PROMPT: When a line of the entries contains the word "lips", report that line.
::::::
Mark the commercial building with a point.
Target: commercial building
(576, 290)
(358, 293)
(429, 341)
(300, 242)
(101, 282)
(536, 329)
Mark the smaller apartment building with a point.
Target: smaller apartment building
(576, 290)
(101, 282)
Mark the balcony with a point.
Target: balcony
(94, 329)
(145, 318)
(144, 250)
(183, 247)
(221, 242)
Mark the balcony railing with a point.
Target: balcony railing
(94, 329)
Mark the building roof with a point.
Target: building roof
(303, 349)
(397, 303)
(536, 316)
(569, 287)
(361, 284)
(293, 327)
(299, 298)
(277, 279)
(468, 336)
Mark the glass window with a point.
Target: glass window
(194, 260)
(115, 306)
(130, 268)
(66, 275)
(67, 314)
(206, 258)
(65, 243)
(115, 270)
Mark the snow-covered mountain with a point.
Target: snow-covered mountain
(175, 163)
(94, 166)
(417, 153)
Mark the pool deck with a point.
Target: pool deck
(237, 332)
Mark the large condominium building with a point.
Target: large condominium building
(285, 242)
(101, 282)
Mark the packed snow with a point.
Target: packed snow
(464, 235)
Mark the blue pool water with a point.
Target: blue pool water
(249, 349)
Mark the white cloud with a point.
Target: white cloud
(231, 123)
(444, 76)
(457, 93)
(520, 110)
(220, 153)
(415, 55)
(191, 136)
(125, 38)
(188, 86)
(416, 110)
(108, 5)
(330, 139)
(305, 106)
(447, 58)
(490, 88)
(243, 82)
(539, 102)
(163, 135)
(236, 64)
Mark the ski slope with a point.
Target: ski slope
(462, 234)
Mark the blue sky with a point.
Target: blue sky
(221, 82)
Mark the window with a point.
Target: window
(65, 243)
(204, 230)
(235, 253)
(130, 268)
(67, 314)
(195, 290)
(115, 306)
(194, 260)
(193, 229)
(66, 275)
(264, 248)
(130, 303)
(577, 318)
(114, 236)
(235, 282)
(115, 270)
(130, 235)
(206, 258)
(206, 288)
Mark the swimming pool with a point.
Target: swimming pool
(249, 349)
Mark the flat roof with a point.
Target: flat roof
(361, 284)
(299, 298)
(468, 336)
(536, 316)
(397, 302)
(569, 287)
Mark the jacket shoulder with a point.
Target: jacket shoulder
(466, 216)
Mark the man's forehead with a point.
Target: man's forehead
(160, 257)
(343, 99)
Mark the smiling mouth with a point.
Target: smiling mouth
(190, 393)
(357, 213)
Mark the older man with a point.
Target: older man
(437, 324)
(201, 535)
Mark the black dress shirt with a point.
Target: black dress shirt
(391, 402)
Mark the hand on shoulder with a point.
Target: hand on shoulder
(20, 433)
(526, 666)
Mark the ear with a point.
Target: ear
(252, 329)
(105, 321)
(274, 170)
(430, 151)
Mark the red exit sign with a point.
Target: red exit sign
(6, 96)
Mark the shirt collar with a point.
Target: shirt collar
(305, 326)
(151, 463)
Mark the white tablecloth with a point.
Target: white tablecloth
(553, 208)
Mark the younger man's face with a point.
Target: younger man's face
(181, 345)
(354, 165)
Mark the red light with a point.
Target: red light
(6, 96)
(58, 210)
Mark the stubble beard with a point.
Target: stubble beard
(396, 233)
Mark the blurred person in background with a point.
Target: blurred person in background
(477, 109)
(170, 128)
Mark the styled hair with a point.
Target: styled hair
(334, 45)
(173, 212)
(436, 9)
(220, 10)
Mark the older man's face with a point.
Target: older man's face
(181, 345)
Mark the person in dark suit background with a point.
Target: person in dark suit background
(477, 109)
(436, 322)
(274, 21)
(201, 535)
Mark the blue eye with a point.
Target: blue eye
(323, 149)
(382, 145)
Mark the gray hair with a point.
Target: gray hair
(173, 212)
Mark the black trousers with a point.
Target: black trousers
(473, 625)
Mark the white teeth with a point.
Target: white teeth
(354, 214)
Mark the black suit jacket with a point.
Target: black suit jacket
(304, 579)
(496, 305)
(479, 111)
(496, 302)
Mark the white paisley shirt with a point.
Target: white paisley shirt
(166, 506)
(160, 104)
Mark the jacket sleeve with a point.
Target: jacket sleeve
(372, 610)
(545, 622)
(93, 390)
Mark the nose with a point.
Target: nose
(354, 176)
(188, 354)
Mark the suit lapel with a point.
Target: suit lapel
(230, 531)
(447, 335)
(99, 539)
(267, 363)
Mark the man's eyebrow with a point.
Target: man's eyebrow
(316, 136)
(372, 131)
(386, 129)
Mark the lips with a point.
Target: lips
::::::
YOUR RESPONSE:
Mark the lips with a point.
Target: lips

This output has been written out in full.